» **TASK OBJECTIVE**: Return every line in the entries below that contains the string "tree", treating uppercase and lowercase letters as different.

» **INFORMATION PROVIDED**:
┄┄┄┄┄┄┄┄┄┄┄┄┄┄┄┄┄┄┄┄

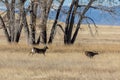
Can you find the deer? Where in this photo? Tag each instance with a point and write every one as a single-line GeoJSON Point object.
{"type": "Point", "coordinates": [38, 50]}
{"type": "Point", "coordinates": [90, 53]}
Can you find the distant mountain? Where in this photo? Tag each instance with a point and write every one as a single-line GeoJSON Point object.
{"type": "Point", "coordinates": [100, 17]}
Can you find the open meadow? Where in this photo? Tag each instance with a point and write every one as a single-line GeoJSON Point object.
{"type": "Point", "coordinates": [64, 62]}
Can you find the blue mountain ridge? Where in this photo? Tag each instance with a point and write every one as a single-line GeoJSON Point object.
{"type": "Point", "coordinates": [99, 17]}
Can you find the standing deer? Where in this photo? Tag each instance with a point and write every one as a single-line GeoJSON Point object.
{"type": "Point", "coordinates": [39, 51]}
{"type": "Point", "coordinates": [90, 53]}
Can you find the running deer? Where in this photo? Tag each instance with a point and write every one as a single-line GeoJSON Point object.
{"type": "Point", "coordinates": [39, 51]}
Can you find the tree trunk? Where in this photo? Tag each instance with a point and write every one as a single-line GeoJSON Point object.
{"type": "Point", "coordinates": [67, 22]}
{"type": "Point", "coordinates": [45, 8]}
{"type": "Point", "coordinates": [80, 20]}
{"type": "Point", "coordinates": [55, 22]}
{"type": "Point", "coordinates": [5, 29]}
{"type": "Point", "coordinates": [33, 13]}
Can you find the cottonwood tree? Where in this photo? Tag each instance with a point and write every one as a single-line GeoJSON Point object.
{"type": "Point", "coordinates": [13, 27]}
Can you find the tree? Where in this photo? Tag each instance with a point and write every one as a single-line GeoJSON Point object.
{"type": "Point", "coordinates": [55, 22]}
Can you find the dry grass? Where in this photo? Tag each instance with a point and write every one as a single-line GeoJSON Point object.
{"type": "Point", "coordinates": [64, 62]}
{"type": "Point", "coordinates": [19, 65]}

┄┄┄┄┄┄┄┄┄┄┄┄┄┄┄┄┄┄┄┄

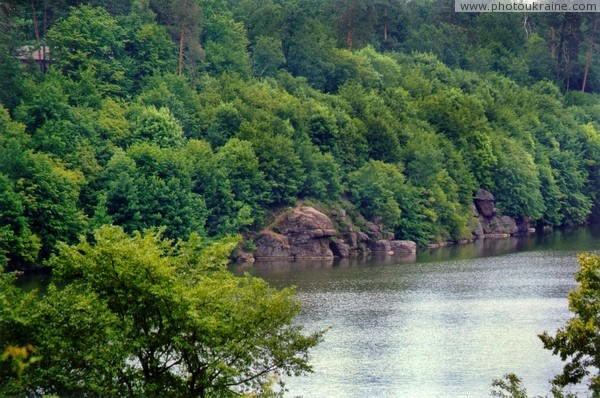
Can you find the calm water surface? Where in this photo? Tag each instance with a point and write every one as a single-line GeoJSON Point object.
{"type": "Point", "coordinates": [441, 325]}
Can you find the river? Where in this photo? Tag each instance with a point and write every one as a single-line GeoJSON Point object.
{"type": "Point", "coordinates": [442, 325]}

┄┄┄┄┄┄┄┄┄┄┄┄┄┄┄┄┄┄┄┄

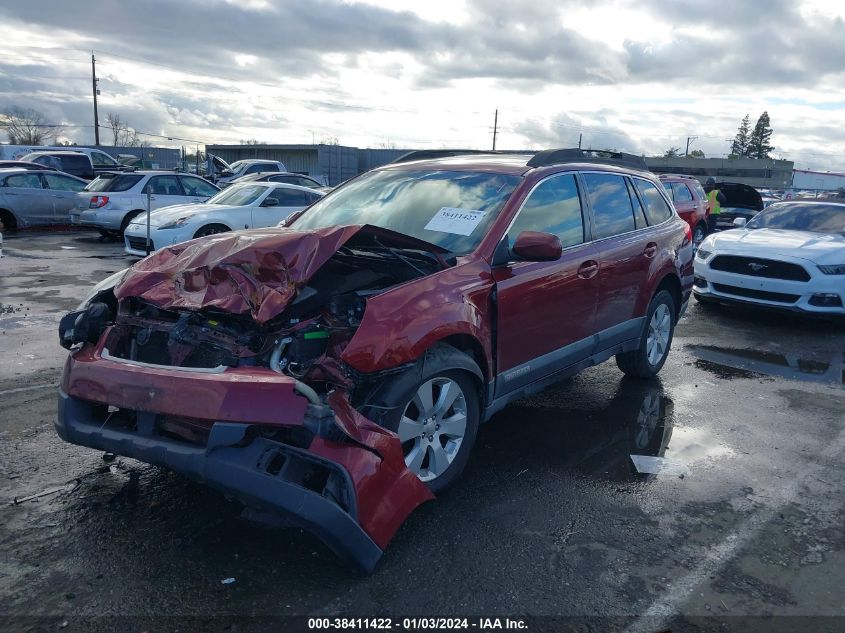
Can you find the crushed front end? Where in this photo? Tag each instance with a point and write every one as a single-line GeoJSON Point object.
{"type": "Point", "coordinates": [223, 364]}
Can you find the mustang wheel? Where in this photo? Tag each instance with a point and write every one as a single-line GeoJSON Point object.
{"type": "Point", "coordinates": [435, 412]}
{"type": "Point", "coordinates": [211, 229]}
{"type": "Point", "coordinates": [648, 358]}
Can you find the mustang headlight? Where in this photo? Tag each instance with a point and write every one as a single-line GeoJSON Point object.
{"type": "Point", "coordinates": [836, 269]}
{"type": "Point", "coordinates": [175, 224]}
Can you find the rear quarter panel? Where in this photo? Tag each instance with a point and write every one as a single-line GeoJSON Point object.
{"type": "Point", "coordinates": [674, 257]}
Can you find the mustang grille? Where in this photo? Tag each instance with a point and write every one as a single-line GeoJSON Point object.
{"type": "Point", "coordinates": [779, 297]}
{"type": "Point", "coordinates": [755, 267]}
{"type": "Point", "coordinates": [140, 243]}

┄┄┄┄┄┄┄┄┄┄┄┄┄┄┄┄┄┄┄┄

» **OUTPUT OF THE TASK**:
Can you find the tree trunk? Where in this photo? Tag each instance with a point and write every one as a single-line GeoJSON Point object.
Can you find the cottonwood tree? Where in this photo? Tag each instance with a point and write every one as a single-line GeoJSON Point object.
Can you find the tree? Where in this photo? Tag each instance with a point and write every one as a single-line GeoJSON Point object.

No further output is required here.